**YOUR ASSIGNMENT:** Within the records below, reproduce without change the lines from the line that has "Query: green highway sign" through the line that has "Query: concrete support column", and only those.

____ DATASET RECORDS

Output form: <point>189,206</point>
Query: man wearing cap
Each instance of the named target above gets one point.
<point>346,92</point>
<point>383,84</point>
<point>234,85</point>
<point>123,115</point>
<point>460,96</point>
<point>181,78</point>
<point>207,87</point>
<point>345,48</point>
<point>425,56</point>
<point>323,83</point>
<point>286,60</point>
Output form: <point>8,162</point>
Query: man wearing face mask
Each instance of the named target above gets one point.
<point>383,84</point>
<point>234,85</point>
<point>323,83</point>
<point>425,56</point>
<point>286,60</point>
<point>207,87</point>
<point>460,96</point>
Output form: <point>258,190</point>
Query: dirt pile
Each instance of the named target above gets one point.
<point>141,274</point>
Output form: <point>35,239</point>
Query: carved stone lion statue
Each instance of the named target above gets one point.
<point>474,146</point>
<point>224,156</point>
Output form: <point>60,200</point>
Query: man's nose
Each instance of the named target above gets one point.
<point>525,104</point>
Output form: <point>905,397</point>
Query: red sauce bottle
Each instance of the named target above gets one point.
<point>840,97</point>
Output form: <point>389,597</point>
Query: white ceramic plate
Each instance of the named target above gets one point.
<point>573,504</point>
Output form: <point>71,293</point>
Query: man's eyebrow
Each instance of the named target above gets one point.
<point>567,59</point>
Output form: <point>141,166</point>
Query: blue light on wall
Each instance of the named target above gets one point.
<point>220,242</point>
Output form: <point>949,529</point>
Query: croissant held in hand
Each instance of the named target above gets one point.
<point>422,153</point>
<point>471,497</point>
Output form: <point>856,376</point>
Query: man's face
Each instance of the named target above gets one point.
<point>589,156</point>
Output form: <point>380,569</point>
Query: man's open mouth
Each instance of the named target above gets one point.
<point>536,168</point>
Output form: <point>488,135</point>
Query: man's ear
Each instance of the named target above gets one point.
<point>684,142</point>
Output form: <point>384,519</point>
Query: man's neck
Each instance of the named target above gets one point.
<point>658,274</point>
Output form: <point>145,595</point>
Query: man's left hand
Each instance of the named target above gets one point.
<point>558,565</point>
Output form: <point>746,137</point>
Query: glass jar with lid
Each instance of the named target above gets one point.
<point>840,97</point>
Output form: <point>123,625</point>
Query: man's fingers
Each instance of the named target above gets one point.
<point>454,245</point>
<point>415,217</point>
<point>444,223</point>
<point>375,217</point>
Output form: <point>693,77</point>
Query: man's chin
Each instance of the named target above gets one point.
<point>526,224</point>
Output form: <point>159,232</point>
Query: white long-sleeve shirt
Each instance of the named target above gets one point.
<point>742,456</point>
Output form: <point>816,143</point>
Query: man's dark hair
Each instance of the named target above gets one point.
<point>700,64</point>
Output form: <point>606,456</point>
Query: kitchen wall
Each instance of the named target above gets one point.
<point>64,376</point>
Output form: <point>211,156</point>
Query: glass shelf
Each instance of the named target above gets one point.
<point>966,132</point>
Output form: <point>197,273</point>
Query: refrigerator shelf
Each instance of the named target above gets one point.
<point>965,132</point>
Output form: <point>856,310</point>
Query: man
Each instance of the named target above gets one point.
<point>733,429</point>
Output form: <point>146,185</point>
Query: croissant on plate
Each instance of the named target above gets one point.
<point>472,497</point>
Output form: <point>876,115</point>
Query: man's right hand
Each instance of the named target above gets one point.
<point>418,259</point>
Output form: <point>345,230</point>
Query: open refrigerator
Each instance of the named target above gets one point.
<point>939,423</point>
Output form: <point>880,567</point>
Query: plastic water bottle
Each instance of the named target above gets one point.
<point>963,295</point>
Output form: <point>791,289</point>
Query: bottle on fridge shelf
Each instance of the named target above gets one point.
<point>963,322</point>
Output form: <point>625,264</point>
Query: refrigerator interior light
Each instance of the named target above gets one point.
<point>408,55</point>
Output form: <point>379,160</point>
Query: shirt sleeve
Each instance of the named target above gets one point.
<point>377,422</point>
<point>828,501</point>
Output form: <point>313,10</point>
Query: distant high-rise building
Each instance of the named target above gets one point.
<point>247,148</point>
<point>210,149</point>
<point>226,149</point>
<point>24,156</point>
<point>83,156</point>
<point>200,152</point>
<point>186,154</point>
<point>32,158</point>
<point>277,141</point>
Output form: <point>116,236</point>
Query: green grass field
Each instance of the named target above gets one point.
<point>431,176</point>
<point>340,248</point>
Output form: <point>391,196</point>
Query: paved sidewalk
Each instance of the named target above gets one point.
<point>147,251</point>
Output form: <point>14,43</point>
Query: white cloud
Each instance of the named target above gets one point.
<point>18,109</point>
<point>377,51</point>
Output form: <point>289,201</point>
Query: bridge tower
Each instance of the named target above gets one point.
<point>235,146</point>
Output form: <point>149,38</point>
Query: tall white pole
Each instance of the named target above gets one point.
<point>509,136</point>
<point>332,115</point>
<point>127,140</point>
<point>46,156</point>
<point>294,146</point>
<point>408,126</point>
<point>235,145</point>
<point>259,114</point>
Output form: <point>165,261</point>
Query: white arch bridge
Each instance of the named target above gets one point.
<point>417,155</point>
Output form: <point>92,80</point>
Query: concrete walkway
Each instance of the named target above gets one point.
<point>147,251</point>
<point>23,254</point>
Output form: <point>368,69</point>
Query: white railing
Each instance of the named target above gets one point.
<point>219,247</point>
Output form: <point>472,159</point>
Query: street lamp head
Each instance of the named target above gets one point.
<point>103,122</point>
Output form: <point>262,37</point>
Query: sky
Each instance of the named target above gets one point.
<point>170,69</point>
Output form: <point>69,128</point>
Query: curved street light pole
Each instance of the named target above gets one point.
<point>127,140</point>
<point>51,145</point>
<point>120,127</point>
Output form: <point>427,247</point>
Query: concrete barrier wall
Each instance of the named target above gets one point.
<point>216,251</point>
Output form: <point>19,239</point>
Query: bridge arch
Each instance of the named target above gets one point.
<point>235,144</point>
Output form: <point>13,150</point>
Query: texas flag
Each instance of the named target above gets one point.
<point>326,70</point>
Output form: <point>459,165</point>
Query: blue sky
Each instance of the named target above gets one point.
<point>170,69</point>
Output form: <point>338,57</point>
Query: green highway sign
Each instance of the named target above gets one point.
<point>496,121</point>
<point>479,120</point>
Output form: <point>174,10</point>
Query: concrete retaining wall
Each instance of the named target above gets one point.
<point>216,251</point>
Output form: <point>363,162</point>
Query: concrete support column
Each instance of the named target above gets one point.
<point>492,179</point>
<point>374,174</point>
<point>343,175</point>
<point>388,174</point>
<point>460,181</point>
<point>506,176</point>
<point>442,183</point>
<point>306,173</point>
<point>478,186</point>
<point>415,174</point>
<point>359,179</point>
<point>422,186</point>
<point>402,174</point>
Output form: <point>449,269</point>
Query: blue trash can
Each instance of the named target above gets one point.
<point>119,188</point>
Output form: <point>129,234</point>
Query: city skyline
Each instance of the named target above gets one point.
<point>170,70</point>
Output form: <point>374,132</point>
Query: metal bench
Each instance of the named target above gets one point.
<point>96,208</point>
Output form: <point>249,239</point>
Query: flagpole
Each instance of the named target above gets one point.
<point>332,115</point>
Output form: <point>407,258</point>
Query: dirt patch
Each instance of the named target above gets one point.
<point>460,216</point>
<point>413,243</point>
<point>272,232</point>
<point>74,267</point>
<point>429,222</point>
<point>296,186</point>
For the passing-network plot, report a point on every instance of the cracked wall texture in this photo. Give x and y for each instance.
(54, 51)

________

**TASK OUTPUT:**
Query: green highway sign
Each instance of the named target above gets one point.
<point>496,121</point>
<point>479,120</point>
Output form: <point>174,10</point>
Query: concrete retaining wall
Each instance of the named target above gets one point.
<point>216,251</point>
Output form: <point>363,162</point>
Query: concrete support column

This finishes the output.